### What is needed:
Where does the string "below" appear in the records? Copy every line that contains it.
Study material Block Start
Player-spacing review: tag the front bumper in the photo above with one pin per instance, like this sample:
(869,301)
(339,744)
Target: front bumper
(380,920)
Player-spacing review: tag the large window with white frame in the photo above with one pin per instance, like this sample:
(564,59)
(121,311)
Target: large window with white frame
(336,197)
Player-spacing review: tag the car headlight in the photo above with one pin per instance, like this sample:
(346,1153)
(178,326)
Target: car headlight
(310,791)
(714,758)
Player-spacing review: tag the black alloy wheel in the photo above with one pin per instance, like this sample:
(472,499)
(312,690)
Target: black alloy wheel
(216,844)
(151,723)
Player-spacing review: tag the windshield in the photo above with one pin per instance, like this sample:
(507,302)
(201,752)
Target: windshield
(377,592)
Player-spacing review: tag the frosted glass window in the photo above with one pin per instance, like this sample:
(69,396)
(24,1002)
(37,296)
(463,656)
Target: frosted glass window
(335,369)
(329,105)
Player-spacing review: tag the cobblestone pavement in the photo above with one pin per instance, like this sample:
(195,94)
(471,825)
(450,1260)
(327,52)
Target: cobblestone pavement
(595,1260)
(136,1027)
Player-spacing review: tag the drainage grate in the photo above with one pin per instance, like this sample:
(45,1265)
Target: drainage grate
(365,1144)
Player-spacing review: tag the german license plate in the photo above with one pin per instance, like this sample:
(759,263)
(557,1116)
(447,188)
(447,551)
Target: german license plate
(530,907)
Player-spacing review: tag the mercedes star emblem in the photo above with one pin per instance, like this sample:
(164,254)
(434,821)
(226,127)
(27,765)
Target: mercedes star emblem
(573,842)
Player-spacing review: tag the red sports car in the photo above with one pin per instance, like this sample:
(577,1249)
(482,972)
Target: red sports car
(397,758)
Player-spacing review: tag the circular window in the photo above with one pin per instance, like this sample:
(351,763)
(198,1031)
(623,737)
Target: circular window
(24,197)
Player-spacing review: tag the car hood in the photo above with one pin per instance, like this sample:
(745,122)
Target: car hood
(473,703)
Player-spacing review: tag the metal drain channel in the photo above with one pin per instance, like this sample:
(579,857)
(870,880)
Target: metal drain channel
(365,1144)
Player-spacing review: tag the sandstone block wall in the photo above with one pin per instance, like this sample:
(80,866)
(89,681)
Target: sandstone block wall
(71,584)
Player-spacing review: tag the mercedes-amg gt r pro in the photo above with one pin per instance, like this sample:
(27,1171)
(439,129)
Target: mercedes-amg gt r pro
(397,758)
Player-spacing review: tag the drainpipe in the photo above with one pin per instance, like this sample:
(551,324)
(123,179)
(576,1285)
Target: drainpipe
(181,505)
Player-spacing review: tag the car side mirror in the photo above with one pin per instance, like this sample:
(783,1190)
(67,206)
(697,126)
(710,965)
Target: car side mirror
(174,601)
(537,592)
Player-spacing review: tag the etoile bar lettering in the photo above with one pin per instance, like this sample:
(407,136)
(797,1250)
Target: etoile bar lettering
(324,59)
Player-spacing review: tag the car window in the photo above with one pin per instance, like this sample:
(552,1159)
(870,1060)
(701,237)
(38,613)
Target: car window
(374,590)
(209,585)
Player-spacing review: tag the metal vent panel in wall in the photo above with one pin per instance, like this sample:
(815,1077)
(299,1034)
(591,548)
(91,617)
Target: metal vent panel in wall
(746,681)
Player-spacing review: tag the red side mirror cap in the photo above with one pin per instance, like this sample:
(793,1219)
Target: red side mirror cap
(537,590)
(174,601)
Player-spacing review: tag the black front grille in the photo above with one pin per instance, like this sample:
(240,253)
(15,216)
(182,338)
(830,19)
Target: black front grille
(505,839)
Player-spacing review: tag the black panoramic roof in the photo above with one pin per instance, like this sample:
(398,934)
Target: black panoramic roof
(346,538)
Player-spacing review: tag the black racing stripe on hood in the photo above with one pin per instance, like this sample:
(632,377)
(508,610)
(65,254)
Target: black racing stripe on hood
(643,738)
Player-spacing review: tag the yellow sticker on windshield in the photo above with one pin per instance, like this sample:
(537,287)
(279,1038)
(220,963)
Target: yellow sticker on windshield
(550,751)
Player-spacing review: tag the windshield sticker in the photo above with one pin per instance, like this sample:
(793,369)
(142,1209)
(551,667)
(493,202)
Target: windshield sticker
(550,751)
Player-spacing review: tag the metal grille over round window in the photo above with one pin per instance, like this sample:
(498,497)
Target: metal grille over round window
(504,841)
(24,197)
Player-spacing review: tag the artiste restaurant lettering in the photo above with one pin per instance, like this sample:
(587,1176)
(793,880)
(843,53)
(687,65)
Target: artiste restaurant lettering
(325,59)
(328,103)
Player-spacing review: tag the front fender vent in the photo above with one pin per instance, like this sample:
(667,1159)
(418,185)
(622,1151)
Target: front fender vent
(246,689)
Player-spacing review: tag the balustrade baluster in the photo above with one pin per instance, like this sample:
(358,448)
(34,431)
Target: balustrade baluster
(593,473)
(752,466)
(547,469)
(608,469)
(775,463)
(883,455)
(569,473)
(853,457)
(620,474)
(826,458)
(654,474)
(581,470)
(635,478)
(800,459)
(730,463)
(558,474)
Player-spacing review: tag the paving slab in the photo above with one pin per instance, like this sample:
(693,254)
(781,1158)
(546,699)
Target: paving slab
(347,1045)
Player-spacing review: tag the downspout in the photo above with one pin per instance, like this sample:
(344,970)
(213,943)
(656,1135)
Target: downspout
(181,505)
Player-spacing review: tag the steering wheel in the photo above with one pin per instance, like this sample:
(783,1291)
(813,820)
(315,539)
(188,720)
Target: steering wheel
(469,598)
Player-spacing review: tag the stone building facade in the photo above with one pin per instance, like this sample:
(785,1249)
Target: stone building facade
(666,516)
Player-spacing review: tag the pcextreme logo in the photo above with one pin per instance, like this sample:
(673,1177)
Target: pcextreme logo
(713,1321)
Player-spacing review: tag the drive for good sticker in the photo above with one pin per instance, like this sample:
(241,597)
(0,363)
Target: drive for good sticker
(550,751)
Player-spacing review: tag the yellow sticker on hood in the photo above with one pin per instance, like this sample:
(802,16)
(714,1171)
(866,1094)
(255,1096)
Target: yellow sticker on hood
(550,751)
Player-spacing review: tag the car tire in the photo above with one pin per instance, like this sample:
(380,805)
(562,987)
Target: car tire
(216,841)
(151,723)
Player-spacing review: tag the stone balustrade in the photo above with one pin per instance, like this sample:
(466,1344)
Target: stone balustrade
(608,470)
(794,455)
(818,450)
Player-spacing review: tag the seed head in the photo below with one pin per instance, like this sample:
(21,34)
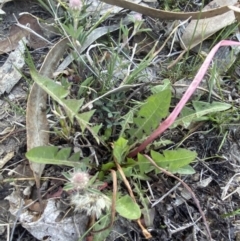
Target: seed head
(91,203)
(79,179)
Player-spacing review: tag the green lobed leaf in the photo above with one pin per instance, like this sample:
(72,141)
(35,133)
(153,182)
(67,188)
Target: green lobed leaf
(120,149)
(144,165)
(101,224)
(173,159)
(51,155)
(150,114)
(58,93)
(127,208)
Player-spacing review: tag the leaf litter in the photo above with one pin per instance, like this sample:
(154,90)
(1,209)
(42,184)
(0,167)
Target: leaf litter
(177,219)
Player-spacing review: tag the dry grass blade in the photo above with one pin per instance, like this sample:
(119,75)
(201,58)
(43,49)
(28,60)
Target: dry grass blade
(36,120)
(165,15)
(189,189)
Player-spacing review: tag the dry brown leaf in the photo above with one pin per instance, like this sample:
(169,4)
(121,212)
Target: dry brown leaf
(207,27)
(16,34)
(36,120)
(165,15)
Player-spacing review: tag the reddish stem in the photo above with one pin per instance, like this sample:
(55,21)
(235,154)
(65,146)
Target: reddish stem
(192,87)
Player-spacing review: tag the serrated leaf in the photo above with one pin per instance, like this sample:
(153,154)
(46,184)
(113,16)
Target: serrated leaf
(101,224)
(120,149)
(144,165)
(173,159)
(127,119)
(83,118)
(150,114)
(63,154)
(186,117)
(51,155)
(127,208)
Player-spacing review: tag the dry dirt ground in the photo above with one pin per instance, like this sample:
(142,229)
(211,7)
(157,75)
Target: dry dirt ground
(173,216)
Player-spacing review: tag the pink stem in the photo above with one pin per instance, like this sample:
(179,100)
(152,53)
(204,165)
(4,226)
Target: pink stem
(192,87)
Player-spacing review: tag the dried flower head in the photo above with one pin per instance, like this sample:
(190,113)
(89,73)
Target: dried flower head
(75,5)
(91,203)
(78,180)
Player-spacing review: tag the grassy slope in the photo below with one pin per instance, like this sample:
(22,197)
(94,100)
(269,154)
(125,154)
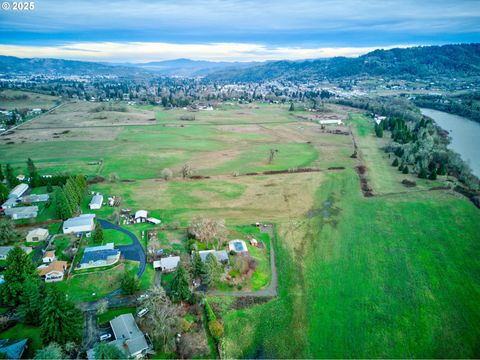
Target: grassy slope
(388,277)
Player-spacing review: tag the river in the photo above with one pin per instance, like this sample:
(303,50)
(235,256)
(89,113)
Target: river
(465,135)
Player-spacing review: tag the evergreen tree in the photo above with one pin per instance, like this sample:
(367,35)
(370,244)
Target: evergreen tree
(19,269)
(198,267)
(212,271)
(98,233)
(422,173)
(31,301)
(105,351)
(52,351)
(442,170)
(62,207)
(61,321)
(180,285)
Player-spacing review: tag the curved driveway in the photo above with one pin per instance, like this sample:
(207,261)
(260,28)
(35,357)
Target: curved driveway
(133,252)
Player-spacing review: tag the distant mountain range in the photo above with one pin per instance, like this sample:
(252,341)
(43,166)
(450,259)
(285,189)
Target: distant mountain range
(416,62)
(461,60)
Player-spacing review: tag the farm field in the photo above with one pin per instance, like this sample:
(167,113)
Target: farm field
(387,276)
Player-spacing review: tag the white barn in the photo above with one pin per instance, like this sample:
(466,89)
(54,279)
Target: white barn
(82,223)
(96,202)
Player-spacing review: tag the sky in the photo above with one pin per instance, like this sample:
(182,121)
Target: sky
(238,30)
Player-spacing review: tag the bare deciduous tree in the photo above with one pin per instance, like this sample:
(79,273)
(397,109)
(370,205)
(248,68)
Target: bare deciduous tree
(162,319)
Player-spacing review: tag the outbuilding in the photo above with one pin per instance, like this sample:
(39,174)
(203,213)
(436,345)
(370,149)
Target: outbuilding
(79,224)
(167,264)
(37,234)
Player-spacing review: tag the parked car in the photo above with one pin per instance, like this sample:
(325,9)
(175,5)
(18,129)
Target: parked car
(142,312)
(105,337)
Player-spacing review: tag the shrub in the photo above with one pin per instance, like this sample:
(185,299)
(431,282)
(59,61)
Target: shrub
(216,329)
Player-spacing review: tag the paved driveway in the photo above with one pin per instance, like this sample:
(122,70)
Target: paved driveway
(133,252)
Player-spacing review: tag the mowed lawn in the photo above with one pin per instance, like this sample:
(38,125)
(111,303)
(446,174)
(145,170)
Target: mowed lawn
(383,277)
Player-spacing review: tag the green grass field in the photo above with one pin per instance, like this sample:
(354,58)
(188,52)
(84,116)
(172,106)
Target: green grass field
(394,275)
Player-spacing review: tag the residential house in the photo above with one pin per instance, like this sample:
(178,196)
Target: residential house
(221,255)
(128,337)
(79,224)
(97,256)
(13,349)
(141,216)
(167,264)
(4,250)
(49,256)
(18,191)
(24,212)
(37,234)
(237,246)
(54,271)
(96,203)
(34,198)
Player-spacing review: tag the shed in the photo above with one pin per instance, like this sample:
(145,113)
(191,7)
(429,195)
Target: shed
(37,234)
(18,191)
(167,264)
(141,216)
(79,224)
(96,203)
(24,212)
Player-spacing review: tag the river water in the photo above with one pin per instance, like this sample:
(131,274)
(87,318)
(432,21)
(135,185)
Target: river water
(465,135)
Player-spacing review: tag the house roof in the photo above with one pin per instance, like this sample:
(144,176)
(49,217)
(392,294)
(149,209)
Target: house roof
(127,334)
(221,255)
(12,348)
(96,200)
(50,253)
(18,190)
(56,265)
(141,213)
(38,232)
(168,263)
(4,250)
(82,220)
(99,255)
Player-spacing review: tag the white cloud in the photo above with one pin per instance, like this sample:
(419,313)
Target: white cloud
(151,51)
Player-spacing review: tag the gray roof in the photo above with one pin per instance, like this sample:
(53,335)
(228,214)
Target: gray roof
(168,263)
(221,255)
(82,220)
(127,334)
(35,198)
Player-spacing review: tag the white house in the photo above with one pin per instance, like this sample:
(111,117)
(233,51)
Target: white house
(141,216)
(37,234)
(18,191)
(96,202)
(4,250)
(79,224)
(49,256)
(54,271)
(167,264)
(23,212)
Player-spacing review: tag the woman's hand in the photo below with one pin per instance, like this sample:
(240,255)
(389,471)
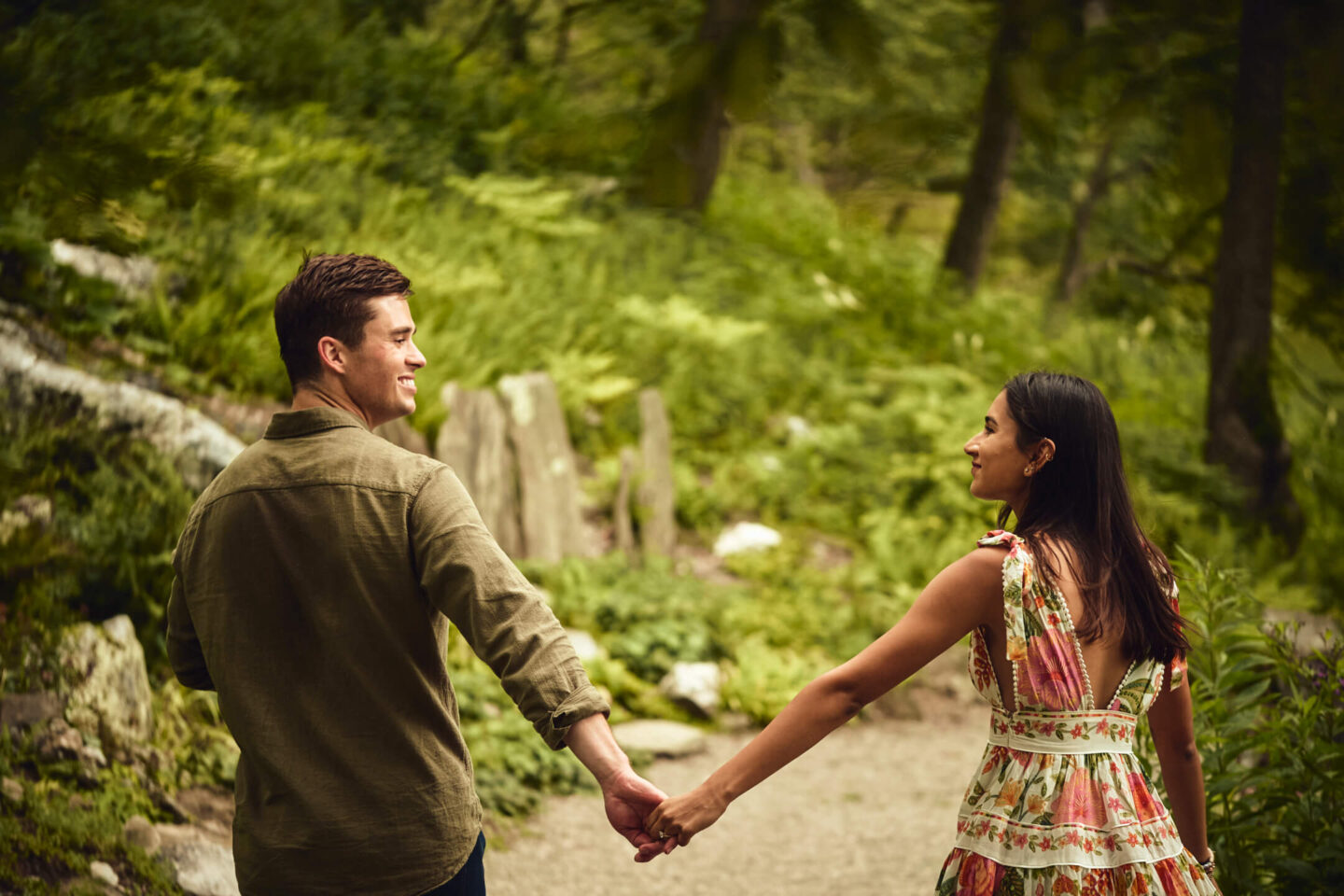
Study material Block End
### Written response:
Player-spacing review: tag the seed head in the photo below with one pin per instance, like this sample:
Player-spacing review: tag the grassy slope in the photo below with one pin per instance, like this sample:
Player-spacing review: tag the woman's hand in the photo below with one pin per instance, like this sample:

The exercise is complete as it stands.